Prompt: Copy the part of the article on the Internet Explorer zero-day between "Researchers at Qualys" and "to malicious sites.", inclusive, substituting "advertising networks" for "ad networks".

Internet Explorer zero-day exploited by hackers
Microsoft has patched a critical vulnerability in Internet Explorer which is being actively exploited by hackers to infect people's PCs. Reuters

Microsoft has issued a patch for a serious security flaw in Internet Explorer which is being actively exploited by hackers. The zero-day flaw allows hackers carry out what are known as "drive-by download" attacks where the victim's system gets infected without their knowledge, simply by visiting a malicious website.

Microsoft's emergency patch was issued this week outside its typical monthly update - known as Patch Tuesday - which indicates how serious the vulnerability is. The flaw affects all versions of Internet Explorer between IE7 and IE11 - although it doesn't affect the company's new Edge browser which is bundled with Windows 10. The vulnerability was discovered by Google researcher Clement Lecigne.

Describing the critical vulnerability, Microsoft says: "This security update resolves a vulnerability in Internet Explorer. The vulnerability could allow remote code execution if a user views a specially crafted webpage using Internet Explorer. An attacker who successfully exploited this vulnerability could gain the same user rights as the current user."

Exploited in the wild

While those who use Internet Explorer as their main browser will be most impacted, the company indicated that all Windows users should update their systems as other applications such as Microsoft Office may invoke Internet Explorer components, putting those users at risk.

Researchers at Qualys have revealed that the vulnerability (known as CVE–2015–2502) is already being actively exploited by hackers: "The vulnerability is actively being exploited in the wild. The attack code is hosted on a malicious webpage that you or your users would have to visit in order to get infected."

Wolfgang Kandek, CTO of Qualys, says hackers are using a variety of techniques to increase the number of victims for his zero-day vulnerability. These include hosting the attack code on ad networks so that entirely legitimate websites become infected; manipulating search engine results to make infected websites more prominent; and sending out phishing websites with links to malicious sites.

Kandek warns that Microsoft's disclosure of the vulnerability will escalate the spread of people exploiting the vulnerability rather than limit it: "Now that the vulnerability is disclosed we expect the attack code to spread widely and get integrated into exploit kits and attack frameworks. Patch as quickly as possible."

Extracted entries:
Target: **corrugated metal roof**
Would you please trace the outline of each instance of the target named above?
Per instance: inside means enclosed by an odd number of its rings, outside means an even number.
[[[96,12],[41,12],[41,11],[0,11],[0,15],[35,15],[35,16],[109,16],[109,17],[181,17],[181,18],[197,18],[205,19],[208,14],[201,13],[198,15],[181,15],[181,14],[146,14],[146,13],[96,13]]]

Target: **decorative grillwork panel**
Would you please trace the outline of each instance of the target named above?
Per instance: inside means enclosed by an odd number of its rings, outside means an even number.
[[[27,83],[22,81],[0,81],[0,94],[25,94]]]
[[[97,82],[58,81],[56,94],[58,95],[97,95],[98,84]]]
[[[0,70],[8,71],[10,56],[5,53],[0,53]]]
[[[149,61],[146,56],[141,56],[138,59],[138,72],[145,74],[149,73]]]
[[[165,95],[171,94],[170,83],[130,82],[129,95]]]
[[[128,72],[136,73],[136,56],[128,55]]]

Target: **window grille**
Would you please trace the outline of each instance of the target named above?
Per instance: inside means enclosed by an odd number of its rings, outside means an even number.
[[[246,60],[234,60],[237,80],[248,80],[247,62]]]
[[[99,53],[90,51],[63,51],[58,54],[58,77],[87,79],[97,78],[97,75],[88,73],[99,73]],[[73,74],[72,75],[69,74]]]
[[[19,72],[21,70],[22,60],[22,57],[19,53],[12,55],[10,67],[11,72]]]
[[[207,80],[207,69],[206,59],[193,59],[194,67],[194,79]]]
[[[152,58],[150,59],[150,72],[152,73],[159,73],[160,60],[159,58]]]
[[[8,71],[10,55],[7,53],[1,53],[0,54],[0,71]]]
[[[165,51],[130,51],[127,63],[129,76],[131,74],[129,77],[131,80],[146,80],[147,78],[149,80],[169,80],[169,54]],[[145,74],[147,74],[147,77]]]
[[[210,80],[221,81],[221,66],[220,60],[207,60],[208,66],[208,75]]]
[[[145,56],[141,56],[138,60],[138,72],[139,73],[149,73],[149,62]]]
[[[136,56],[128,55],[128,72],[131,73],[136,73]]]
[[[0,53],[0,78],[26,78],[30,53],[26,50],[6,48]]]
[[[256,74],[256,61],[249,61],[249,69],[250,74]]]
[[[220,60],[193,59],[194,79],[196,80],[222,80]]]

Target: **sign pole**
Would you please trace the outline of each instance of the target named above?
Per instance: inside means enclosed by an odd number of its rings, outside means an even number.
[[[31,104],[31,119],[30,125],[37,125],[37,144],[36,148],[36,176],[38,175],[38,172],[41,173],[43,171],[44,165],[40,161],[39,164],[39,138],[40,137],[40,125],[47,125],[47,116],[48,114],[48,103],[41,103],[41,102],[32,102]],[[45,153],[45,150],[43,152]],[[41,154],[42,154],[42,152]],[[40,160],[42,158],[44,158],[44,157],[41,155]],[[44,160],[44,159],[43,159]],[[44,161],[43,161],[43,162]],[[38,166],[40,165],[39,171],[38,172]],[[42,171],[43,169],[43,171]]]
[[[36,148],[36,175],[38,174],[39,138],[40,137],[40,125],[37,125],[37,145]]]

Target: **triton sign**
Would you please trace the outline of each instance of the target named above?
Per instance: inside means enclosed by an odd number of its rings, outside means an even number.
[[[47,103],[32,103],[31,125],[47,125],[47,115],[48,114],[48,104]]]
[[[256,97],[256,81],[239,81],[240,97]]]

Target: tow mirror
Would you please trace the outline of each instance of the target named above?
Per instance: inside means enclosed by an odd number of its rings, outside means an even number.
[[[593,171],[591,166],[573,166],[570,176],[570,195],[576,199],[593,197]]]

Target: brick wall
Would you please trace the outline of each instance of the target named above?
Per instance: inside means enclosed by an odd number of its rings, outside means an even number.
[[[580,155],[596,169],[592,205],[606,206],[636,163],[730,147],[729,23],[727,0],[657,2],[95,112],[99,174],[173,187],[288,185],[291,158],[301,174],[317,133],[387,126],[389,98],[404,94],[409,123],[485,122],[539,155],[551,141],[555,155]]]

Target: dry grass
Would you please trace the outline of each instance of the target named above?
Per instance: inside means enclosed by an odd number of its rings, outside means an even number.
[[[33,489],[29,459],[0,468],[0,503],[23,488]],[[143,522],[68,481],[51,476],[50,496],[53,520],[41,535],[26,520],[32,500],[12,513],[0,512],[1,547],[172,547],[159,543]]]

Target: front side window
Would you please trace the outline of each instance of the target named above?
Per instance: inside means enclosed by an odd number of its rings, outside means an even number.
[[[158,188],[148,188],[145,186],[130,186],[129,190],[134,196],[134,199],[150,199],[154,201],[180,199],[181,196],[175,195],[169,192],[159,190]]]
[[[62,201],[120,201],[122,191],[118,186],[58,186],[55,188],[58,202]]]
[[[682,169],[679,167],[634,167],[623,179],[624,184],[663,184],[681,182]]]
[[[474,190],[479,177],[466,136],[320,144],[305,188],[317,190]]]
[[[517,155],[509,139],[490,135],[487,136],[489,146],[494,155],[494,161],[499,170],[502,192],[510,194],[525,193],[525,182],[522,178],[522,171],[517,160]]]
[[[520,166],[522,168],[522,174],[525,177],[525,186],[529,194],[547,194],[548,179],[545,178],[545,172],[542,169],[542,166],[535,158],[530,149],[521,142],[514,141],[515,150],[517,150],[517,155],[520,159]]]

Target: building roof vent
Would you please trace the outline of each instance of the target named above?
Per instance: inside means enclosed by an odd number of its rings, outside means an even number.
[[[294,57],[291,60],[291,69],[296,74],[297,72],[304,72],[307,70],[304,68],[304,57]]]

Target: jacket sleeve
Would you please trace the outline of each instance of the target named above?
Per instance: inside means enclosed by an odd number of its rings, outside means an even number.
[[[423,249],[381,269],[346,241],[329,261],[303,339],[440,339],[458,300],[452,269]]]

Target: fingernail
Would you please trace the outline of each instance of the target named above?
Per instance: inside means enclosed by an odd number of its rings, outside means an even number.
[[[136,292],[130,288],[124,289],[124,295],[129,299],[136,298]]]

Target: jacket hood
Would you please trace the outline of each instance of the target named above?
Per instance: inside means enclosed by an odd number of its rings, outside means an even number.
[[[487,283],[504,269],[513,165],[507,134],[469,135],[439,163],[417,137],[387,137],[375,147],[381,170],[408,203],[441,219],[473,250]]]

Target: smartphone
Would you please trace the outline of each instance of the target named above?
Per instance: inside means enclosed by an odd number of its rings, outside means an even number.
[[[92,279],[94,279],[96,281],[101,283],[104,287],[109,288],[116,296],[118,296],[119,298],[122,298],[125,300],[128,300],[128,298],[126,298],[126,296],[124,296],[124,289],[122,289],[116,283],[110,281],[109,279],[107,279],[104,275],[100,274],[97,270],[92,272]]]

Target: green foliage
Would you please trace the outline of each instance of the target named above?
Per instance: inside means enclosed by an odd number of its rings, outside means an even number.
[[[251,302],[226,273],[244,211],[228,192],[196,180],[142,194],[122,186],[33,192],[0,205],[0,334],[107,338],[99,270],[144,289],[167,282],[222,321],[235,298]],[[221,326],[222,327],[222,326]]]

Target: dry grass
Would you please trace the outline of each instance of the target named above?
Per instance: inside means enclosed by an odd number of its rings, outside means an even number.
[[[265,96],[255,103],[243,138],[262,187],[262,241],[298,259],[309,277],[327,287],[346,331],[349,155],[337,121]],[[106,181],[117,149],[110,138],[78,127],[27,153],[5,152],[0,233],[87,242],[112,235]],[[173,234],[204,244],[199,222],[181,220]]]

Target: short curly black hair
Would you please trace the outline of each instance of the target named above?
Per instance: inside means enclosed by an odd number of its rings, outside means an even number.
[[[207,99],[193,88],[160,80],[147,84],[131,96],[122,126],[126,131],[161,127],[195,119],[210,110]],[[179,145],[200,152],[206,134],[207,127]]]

Worked solution:
Researchers at Qualys have revealed that the vulnerability (known as CVE–2015–2502) is already being actively exploited by hackers: "The vulnerability is actively being exploited in the wild. The attack code is hosted on a malicious webpage that you or your users would have to visit in order to get infected."

Wolfgang Kandek, CTO of Qualys, says hackers are using a variety of techniques to increase the number of victims for his zero-day vulnerability. These include hosting the attack code on advertising networks so that entirely legitimate websites become infected; manipulating search engine results to make infected websites more prominent; and sending out phishing websites with links to malicious sites.